Please copy out all of the items below, swapping "innermost point" for "central point" wherever it occurs and leaving everything else unchanged.

===== Supplied information =====

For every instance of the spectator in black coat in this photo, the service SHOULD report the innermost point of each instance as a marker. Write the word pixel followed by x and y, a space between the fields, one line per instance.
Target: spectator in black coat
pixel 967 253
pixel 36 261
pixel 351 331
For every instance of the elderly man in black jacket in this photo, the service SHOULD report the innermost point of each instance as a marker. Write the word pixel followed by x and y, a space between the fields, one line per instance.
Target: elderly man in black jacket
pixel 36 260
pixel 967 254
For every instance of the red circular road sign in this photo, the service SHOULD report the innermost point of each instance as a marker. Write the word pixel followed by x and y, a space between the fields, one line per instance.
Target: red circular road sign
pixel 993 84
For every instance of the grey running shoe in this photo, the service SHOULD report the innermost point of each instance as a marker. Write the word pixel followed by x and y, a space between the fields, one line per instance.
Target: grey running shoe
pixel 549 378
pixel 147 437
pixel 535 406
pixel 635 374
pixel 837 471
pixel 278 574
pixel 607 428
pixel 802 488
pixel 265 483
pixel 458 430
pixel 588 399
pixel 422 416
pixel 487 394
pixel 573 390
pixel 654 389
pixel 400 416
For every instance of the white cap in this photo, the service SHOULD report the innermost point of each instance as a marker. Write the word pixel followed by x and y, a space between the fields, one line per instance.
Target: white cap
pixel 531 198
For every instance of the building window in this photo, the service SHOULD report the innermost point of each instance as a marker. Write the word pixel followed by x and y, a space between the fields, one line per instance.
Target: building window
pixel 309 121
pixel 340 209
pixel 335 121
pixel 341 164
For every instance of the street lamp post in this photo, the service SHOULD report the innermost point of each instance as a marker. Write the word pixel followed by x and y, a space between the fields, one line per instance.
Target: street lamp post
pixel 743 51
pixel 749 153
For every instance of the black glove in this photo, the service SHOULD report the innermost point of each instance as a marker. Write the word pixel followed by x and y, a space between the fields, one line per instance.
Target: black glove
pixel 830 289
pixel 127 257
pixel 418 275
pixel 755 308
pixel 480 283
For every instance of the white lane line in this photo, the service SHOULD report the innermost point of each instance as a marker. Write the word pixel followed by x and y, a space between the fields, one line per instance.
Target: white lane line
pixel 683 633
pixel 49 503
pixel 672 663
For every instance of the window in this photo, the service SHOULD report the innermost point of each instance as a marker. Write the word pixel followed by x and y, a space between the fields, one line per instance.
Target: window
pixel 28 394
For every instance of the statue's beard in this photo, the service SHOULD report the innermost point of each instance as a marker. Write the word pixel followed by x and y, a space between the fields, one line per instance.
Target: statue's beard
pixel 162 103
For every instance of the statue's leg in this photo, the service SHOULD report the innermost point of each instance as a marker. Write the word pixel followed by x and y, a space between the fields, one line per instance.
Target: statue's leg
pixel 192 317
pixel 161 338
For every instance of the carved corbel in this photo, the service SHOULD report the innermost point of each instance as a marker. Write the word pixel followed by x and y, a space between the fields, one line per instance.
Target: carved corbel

=====

Written answer:
For every instance of the spectator in black coat in this photo, the service SHOULD report the central point of each instance as a marker. Write the word pixel followed by x and y, a space between the fields, one line per instance.
Target: spectator in black coat
pixel 967 253
pixel 36 261
pixel 351 331
For every instance of the elderly man in black jacket in this photo, the service SHOULD report the central point of each instance as a marker. Write the word pixel followed by x and y, a space between the fields, one line per instance.
Target: elderly man in black jacket
pixel 36 260
pixel 967 254
For every instance of the red circular road sign in this photo, the service SHOULD report the central point of each instance as a marker. Write the word pixel followed by x and y, a space between the fields, one line per instance.
Target: red circular road sign
pixel 993 84
For every instance of the grey running shoe in this photo, the service SHOULD report the central point of each instance as a marker. Write the word pixel followed by x and y, a space between the fields, one line per instance.
Target: grey running shoe
pixel 549 378
pixel 147 437
pixel 535 406
pixel 635 374
pixel 837 471
pixel 278 574
pixel 607 428
pixel 802 488
pixel 265 483
pixel 458 430
pixel 588 399
pixel 422 416
pixel 487 394
pixel 573 390
pixel 654 389
pixel 400 416
For every instance of the white cap in this photo, the service SHOULD report the central point of each instance as a marker. Write the word pixel followed by x and y, a space between the fields, one line per instance.
Target: white cap
pixel 531 198
For every instance of the building window in this photo, the service SHOULD report the central point of each instance as a marker. Write the word pixel followed by x and y, a space between the fields, one line per instance.
Target: building window
pixel 309 121
pixel 340 209
pixel 335 121
pixel 341 164
For every instance of the street lamp post in this photo, the service SHOULD report the central point of each instance as a marker. Write the word pixel followed by x and y, a space between the fields, one line per instance.
Target: street lamp post
pixel 743 51
pixel 749 153
For every instance of the black glove in this photo, the service SHOULD report the central point of each instance as a marker. Write the word pixel followed by x and y, a space between the fields, one line per instance.
Target: black glove
pixel 830 289
pixel 127 257
pixel 418 275
pixel 755 308
pixel 480 283
For every instance of the white lane line in this photo, the service SHOULD report the central point of each instance as a marker. Write the word pixel followed by x and y, a space between the fields, one line per instance.
Target: white lane line
pixel 683 633
pixel 49 503
pixel 672 663
For every instance of the window in this photo, the service SHOULD report the central point of each instance as a marker. Write the word pixel followed by x and y, a space between the fields, one line per instance.
Target: window
pixel 28 394
For every instance of the statue's beard in this photo, the service SHOULD report the central point of each instance as a marker. Write the word pixel followed by x and y, a space between the fields, one line per instance.
Target: statue's beard
pixel 162 103
For every instance of the statue's leg in this photo, the service SHOULD report the central point of each instance as a marker. Write the word pixel followed by x and y, a space between the fields, one line per instance.
Target: statue's leg
pixel 192 317
pixel 161 338
For every instance of the carved corbel in this photo, the service SHOULD report the central point of each instance as a marker. Write the word pixel followed by x and y, a space between the fields, one line per instance.
Target: carved corbel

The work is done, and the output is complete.